**Source passage:**

# Need some input on an idea



## ccheese (Apr 11, 2013)

Gentlemen:

For the Seaplane Group Build, GB #22, I am considering a scratch-built, balsa/tissue model of a Grumman F4F-3S "Wildcatfish".
All I have is a set of plans, which I have enlarged so the model wingspan is 17 inches. This would be a close 1:24 scale.

I've never done a scratch-built model before, I'm a kit builder, and an OOB builder at that, so I am asking for some in-put.
I have plenty of sheet balsa, tissue and have ordered a F6F Hellcat canopy from Guillow's. I think I can make it fit.

What say you, lads ??

Charles


----------



## Capt. Vick (Apr 11, 2013)

I say go for it big guy, and God Speed! Can't wait to see it!


----------



## Airframes (Apr 11, 2013)

Definitely! With the plans and materials, the only real difference between this and your previous experience, Charles, is having to transfer the various component shapes onto the balsa, and cut them without them being previously die cut.
It'll take longer, it'll be challenging, but boy, will it be worth it!
And, the immense satisfaction of creating something literally from scratch will be, as they say in that well-known credit card ad, priceless!


----------



## N4521U (Apr 11, 2013)

Yep, just need to make a copier copy of the ribbing. Put a thinner tissue paper thru the copier and paste them to the sheet balsa. If you could make a little steel cutter for the stringer slots so you could Punch them out, that would cut time down a bit. Just leave the ribs solid, without cutting the centers out as well. Or you could use various size hole punches to cut centers. Even use a small hole punch for the stringer slots then stack them and finish them square with a file edge.

**Recorded information:**
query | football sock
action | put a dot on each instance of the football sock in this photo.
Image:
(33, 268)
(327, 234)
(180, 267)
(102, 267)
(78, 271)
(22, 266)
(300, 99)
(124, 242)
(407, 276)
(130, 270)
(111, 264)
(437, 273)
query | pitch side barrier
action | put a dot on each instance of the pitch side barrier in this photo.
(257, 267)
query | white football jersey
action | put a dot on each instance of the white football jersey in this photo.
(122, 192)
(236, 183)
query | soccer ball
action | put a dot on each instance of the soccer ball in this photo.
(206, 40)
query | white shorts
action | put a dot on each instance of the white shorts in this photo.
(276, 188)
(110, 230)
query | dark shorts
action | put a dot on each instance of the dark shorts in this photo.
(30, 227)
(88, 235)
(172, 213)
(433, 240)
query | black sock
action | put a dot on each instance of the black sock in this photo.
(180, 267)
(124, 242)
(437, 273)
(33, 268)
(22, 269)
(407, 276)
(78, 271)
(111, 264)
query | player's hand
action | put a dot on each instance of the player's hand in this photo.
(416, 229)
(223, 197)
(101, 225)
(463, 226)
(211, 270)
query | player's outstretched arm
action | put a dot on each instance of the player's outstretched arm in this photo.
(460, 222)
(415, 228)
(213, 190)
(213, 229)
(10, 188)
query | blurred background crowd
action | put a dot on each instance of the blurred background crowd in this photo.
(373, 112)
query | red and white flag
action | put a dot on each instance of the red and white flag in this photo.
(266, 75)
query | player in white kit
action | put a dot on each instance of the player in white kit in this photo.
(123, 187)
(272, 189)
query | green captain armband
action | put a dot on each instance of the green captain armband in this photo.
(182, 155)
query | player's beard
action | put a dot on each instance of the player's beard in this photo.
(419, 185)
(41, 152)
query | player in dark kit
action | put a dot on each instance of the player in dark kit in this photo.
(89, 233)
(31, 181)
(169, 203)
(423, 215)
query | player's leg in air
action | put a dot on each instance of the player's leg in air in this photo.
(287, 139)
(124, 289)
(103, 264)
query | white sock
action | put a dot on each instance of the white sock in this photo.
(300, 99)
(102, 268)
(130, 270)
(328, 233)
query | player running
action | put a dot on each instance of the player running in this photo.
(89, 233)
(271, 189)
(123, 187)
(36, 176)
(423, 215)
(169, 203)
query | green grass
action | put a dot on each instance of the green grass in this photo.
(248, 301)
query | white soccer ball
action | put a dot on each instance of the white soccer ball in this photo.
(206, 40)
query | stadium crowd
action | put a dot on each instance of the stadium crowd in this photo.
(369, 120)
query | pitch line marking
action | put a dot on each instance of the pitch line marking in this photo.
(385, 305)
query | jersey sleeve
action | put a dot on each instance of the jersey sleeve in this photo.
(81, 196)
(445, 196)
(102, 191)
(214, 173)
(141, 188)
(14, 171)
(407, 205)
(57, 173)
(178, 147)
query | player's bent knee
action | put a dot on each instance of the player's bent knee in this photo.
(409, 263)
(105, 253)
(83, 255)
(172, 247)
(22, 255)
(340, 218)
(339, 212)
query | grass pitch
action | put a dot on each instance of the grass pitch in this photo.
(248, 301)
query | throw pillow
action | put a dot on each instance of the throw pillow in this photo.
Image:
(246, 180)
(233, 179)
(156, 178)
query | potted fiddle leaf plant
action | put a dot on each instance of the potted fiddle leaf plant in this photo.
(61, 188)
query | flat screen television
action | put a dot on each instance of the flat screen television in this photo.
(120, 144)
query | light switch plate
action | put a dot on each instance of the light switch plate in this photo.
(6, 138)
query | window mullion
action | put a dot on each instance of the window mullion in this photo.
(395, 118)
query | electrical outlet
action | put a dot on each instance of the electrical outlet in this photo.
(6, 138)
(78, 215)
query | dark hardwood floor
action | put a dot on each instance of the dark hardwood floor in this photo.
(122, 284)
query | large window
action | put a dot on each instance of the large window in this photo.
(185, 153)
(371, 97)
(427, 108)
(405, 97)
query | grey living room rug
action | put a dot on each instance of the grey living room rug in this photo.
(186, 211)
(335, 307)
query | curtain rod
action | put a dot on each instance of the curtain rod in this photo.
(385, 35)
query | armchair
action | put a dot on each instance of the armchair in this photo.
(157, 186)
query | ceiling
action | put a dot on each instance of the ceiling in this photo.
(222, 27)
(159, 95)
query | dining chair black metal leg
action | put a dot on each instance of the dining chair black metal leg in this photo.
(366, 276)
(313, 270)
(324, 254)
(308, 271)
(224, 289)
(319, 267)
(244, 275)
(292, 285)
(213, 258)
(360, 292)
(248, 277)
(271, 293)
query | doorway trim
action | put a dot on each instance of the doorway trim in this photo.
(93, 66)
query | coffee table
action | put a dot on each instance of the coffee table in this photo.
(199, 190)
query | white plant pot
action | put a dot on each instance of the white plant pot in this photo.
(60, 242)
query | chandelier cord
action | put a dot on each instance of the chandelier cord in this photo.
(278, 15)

**Required work:**
A) In the Wildcatfish thread, why does Charles ask the other members for input? Answer in one to three sentences.
B) Write the next part of the Wildcatfish thread, picking up from where it stops.
The rows play no part in this work.

**Results:**
A) Charles has never built a scratch-built model before. He is a kit builder, and he builds out of the box, so he wants advice before trying a scratch-built balsa and tissue model.

B)
You kan doo eeet!

Just lookin around and found this....
http://www.airplanesandrockets.com/airplanes/grumman-wildcat-may-june-1963-american-modeler.htm


----------



## Njaco (Apr 11, 2013)

Charles, if anybody can do it, you can!! Your work is stupendous and amazing.


----------



## Catch22 (Apr 11, 2013)

Give it a shot, I'm sure it'll turn out well. I'm surprised Terry's so gung-ho for it though.


----------



## ccheese (Apr 11, 2013)

Bill: I use both a 1/16" X 1/4" and a 3/32" X 1/4" piece of balsa, with a piece of 200 grit sandpaper glued to it for notching. Works better than a blade, and don't break off the ends. I've started collecting sheet balsa, a three bladed prop and 3/32 sq basswood for the wing leading edge. As I think of things, I will pick them up. Also ordered a Hellcat canopy from Guillows. I can make it fit !

Thanks for the confidence, Lads...

Charles


----------



## mikewint (Apr 11, 2013)

You're a better braver man than I Charlie Brown, wouldn't even consider it. The very best of luck to you


----------



## Matt308 (Apr 11, 2013)

Wait a flippin minute... Did Airframes just inadvertently give the Wildcat a compliment! If I'm not mistaken he used the word "priceless".


----------



## Vic Balshaw (Apr 11, 2013)

Good on you Charles and what a challenge and what a machine to do it with, a Wildcat cousin! With your balsa skills, you're more than capable of pulling this one off. I say go for it my man and I have a feeling everyone will be behind you egging you on.

Also glad you got the wheel.


----------



## Crimea_River (Apr 11, 2013)

Go for it Charles.


----------



## Airframes (Apr 12, 2013)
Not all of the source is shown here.